Problem details.
Which lines run from the one containing "As a courtesy, could you identify the pale translucent" to the end of the material below? Retype exactly those, both ends included, and nothing else.

_ _ _ _ _

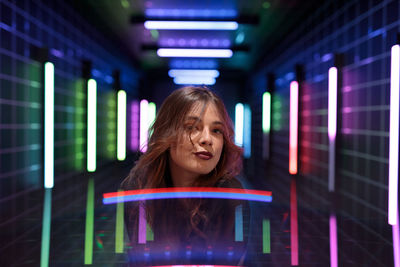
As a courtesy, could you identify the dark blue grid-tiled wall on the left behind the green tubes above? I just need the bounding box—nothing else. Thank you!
[0,0,137,265]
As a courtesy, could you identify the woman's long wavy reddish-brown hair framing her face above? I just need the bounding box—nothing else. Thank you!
[122,86,242,241]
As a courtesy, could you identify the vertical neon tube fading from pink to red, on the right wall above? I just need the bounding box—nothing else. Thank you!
[289,81,299,174]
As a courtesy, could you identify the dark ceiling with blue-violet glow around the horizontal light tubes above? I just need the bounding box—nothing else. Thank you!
[71,0,324,75]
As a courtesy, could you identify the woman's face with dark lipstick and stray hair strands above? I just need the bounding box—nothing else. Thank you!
[170,104,224,182]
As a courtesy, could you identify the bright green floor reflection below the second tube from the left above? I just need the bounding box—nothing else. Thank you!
[84,178,94,264]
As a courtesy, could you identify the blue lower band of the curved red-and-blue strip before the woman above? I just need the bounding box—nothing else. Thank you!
[103,192,272,204]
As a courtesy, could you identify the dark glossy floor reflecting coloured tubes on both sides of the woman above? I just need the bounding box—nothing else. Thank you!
[2,158,393,266]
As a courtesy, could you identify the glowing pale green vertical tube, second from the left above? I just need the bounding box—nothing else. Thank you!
[87,79,97,172]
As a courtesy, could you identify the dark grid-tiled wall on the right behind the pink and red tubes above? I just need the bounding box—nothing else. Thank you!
[250,0,400,266]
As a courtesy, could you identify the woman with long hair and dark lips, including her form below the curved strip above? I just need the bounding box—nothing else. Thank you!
[122,87,247,265]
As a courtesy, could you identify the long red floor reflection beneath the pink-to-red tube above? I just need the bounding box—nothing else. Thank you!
[290,178,299,266]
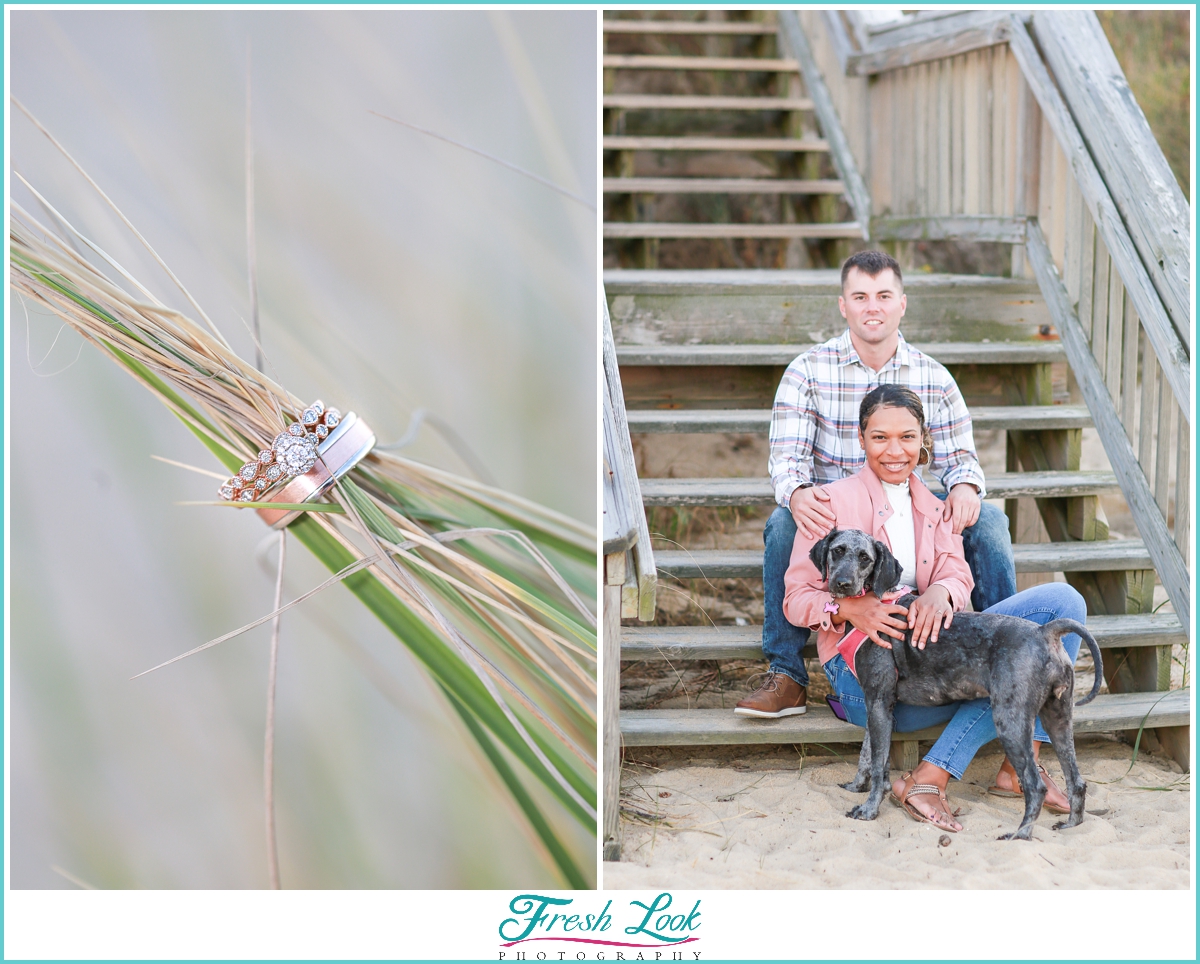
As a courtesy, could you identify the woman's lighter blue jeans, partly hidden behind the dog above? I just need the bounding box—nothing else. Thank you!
[824,582,1087,780]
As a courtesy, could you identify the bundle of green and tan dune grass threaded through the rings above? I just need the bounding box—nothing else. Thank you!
[10,104,596,887]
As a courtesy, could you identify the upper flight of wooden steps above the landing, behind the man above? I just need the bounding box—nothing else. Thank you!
[604,14,865,268]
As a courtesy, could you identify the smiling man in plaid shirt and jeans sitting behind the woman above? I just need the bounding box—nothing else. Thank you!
[733,251,1016,718]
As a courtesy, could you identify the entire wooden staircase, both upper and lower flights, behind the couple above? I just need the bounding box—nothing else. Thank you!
[604,12,1190,825]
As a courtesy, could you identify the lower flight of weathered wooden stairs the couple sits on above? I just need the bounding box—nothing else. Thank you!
[604,270,1188,762]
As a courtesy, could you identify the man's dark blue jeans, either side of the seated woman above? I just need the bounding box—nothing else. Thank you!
[762,496,1016,687]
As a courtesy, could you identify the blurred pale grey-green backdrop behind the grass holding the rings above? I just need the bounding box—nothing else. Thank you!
[8,11,598,888]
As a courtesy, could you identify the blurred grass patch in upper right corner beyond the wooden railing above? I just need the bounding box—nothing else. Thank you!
[1096,10,1192,202]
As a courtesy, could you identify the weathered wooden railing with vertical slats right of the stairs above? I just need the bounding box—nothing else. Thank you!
[779,11,1192,635]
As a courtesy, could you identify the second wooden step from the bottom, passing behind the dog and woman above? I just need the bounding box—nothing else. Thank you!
[620,612,1188,661]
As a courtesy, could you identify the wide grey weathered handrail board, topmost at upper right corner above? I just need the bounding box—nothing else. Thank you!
[1033,10,1192,355]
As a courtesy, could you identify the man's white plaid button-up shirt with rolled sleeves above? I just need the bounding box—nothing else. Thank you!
[768,329,984,507]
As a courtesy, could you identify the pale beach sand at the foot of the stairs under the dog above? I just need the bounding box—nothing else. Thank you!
[602,737,1192,890]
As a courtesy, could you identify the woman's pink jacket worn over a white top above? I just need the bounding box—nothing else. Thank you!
[784,466,974,664]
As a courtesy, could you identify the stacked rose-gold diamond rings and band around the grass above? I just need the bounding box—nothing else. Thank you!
[218,401,376,528]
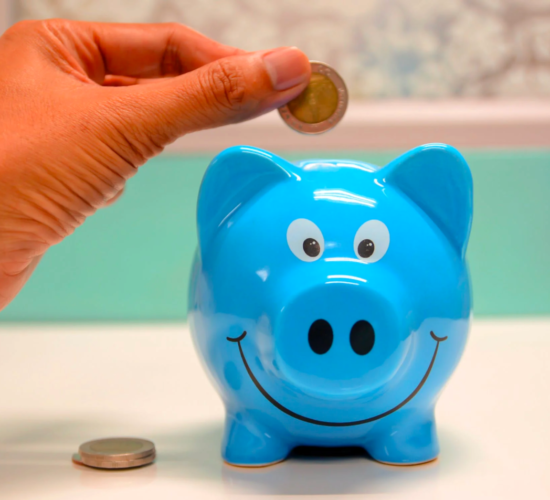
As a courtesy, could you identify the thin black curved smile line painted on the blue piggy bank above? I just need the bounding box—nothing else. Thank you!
[227,332,447,427]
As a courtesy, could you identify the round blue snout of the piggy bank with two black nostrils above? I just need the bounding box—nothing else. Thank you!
[274,282,408,397]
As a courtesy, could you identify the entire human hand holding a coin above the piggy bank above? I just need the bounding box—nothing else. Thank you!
[0,20,310,310]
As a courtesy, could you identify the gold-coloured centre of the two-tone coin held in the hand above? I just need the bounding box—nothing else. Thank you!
[287,73,338,123]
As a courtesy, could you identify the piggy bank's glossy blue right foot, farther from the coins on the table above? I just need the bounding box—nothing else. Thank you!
[363,410,439,465]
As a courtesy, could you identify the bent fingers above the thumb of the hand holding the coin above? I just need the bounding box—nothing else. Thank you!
[9,19,244,84]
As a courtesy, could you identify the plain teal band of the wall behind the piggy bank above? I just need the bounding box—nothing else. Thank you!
[0,150,550,321]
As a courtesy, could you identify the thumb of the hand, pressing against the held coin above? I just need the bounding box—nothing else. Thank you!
[105,47,311,146]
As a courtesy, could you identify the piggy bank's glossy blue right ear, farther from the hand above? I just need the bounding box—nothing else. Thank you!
[384,144,473,257]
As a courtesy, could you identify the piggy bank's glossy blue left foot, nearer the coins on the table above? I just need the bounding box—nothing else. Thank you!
[222,412,292,467]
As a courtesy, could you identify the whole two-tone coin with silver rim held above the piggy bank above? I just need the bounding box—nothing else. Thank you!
[279,61,348,134]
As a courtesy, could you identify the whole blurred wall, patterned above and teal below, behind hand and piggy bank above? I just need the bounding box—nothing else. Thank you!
[0,0,550,320]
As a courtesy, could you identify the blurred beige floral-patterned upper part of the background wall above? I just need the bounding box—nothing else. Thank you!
[15,0,550,98]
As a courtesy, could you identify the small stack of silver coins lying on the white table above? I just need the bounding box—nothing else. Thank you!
[78,437,156,468]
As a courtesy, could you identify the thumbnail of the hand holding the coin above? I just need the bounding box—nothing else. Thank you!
[263,47,309,90]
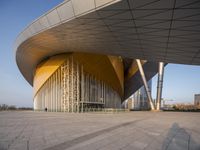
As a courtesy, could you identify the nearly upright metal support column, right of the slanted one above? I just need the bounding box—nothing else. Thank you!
[156,62,164,110]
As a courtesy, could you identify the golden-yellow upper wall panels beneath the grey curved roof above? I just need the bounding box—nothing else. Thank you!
[33,53,124,97]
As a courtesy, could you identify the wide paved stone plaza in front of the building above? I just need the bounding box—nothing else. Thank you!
[0,111,200,150]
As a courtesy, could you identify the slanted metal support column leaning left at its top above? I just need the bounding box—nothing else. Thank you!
[136,59,155,110]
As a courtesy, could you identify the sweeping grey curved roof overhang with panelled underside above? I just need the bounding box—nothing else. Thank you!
[15,0,200,88]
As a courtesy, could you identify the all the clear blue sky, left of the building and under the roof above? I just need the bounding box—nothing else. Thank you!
[0,0,200,106]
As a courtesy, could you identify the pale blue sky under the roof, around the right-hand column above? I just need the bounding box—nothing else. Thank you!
[152,64,200,103]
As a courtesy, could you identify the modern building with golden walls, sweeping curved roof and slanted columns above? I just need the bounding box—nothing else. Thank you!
[15,0,200,112]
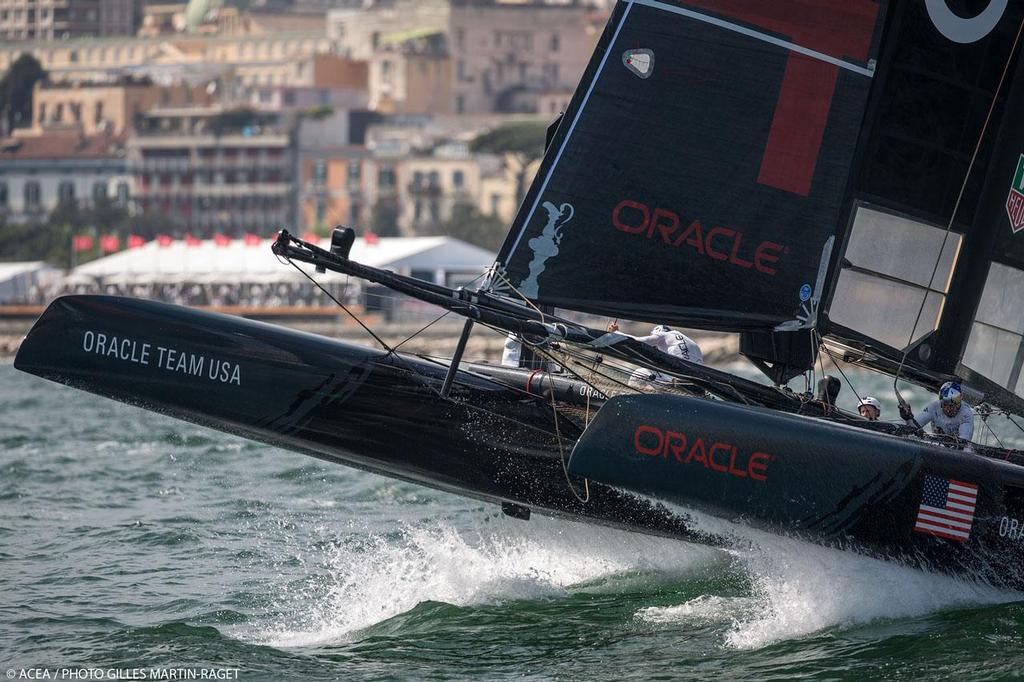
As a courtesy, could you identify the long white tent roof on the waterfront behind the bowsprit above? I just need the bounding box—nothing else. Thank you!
[73,237,495,284]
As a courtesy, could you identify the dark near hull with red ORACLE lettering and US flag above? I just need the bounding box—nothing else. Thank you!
[569,395,1024,589]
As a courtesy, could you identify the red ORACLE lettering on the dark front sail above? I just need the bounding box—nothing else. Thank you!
[611,199,787,275]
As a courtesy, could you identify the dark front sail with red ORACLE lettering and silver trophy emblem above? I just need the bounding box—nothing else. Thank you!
[494,0,883,331]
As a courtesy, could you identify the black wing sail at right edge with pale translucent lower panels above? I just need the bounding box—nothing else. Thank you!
[822,0,1024,411]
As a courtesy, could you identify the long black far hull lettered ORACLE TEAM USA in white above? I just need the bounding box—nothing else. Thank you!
[14,296,714,542]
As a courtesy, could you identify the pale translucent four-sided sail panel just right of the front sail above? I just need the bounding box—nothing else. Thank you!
[828,205,963,349]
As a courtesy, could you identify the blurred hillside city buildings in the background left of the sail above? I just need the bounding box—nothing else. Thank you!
[0,0,607,237]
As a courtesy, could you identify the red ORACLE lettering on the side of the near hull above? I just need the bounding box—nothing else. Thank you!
[633,424,771,482]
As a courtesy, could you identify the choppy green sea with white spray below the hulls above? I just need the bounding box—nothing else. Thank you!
[6,366,1024,682]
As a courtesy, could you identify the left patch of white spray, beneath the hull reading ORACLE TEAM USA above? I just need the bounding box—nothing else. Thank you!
[255,517,728,647]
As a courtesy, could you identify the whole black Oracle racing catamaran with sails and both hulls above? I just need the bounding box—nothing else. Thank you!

_ _ _ _ _

Result below.
As a courtesy, could you identify the pale translucent four-sided sail panel just right of the front sail above? I just need the bounding box—nothing else. Thank you!
[828,205,963,349]
As a courtesy, could you identify the blurred hillside city buildings in the background left of the sail above? I just need the bounding box—nothing else. Thank you!
[0,0,607,237]
As a courtesy, could you identify the red ORACLE lettering on the side of the near hull above? I just need the bounding box—nothing else. Thank you!
[633,424,771,482]
As a courtesy, could you identify the choppy green sea with white spray below the hulls above? I just need the bounding box—nothing else. Thank you!
[6,366,1024,682]
As a courtesy, could you identify the left patch of white spray, beneath the hull reading ORACLE TEAM USA above? I just need the bounding box—nothing else. Thank you!
[255,517,728,647]
As a courtesy, could you identify the whole black Oracle racing catamaran with sails and both hulls above? I just need the bounding box—nothing else. Thank you!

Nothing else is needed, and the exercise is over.